EXERCISE GOAL
Print every line of the material below, changing nothing.

+---+

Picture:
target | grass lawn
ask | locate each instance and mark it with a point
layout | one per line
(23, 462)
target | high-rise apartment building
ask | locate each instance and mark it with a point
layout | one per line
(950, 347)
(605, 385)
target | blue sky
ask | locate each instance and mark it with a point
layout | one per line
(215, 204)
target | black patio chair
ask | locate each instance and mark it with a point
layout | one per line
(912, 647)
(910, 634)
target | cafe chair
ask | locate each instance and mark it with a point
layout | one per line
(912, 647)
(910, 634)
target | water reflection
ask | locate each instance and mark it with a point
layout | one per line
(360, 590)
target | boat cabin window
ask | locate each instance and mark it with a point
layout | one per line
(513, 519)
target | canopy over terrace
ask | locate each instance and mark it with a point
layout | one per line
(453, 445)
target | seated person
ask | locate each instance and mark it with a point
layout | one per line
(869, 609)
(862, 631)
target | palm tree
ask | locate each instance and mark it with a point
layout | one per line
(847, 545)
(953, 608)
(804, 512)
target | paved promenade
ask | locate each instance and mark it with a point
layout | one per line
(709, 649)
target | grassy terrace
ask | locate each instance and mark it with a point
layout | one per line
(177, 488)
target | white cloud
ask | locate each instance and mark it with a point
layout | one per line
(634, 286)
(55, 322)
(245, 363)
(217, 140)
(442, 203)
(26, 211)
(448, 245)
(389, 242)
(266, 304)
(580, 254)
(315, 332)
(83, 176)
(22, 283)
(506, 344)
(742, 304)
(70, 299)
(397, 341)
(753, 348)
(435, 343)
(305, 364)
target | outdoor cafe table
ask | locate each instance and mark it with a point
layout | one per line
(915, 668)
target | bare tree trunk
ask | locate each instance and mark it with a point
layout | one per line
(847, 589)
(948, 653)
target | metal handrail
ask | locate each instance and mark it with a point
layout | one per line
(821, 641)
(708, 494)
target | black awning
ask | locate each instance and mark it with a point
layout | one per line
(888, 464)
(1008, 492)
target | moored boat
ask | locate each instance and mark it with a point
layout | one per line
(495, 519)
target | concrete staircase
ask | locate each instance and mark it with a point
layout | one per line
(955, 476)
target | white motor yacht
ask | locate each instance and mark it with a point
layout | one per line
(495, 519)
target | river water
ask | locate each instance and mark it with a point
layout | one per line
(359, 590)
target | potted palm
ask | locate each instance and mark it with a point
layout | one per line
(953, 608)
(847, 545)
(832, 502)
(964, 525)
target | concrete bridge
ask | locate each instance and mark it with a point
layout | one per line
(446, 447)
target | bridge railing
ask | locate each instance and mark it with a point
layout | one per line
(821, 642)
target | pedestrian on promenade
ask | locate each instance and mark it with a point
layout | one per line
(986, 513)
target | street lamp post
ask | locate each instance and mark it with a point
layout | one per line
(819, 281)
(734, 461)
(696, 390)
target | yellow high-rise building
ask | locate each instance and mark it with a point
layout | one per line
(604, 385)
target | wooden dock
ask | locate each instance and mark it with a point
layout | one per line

+---+

SOLUTION TO THE PROBLEM
Picture:
target | grass lawn
ask | locate each instance and mark it with a point
layout | one per line
(23, 462)
target | high-rise apartment building
ask | locate each instance and mark it with a point
layout | one per line
(950, 347)
(605, 385)
target | blue sky
ask | locate each instance and mark it with a point
layout | one per line
(215, 204)
target | black patio chair
ask | locate each instance and mark it with a point
layout | one per line
(912, 647)
(910, 634)
target | cafe chair
ask | locate each instance and mark it with a point
layout | one per line
(912, 647)
(910, 634)
target | water reflection
ask | locate each instance and mark it with a point
layout | one per line
(360, 590)
target | boat cabin window
ask | locate each instance and mark it with a point
layout | one per line
(513, 519)
target | canopy over terrace
ask | locate each instance and mark it with a point
layout | one per line
(453, 445)
target | seated person
ask | locate each instance and mark it with a point
layout | one per line
(869, 609)
(862, 631)
target | palm tree
ask | locate each instance and mark it with a point
layout | one per line
(847, 545)
(953, 608)
(804, 512)
target | paved promenade
ask | locate each instance and mark it with a point
layout | one per line
(709, 649)
target | grassy terrace
ask | locate each instance and mark it with a point
layout | one per line
(177, 488)
target | white cloud
ask | locate each instance and mark it with a point
layout | one per line
(634, 286)
(55, 322)
(245, 363)
(217, 140)
(442, 203)
(26, 211)
(448, 245)
(389, 242)
(266, 304)
(580, 254)
(315, 332)
(83, 176)
(22, 283)
(506, 344)
(742, 304)
(70, 299)
(397, 341)
(753, 348)
(435, 343)
(305, 364)
target | outdoor cafe table
ask | locate each instance and mark it with a point
layout | one per line
(915, 668)
target | bare tree trunk
ask | locate each instance and mark it with a point
layout | one per line
(847, 589)
(948, 653)
target | metal handrail
ask | locate each instance and mark it with a point
layout | one per line
(821, 641)
(708, 494)
target | black awning
ask | locate each instance and mark it with a point
layout | one per line
(888, 464)
(1008, 492)
target | moored boat
ask | locate each instance and mark it with a point
layout | one per line
(495, 519)
target | concrete staircase
ask | locate each instance and mark it with a point
layout | one per line
(955, 476)
target | white motor yacht
ask | locate each instance and mark it with a point
layout | one per line
(495, 519)
target | river water
ask | locate each instance and mark it with a point
layout | one per line
(359, 590)
target | potted palm
ask | locate each instance and mark it with a point
layout | one per line
(953, 608)
(847, 545)
(832, 502)
(964, 525)
target | concrete bridge
ask | locate each instance and mark it with a point
layout | one per line
(446, 447)
target | bridge railing
ask | locate each instance and mark it with a point
layout | one per line
(821, 642)
target | pedestrian on promenade
ask | locate each instance and mark it with a point
layout | one per line
(986, 513)
target | street lamp post
ask | locate each instance and mark it with a point
layout | one per line
(819, 281)
(734, 461)
(696, 390)
target | yellow high-rise building
ask | locate each instance and mark it with a point
layout | one per line
(604, 385)
target | wooden dock
ask | locate each instance and mark it with a point
layout | one per line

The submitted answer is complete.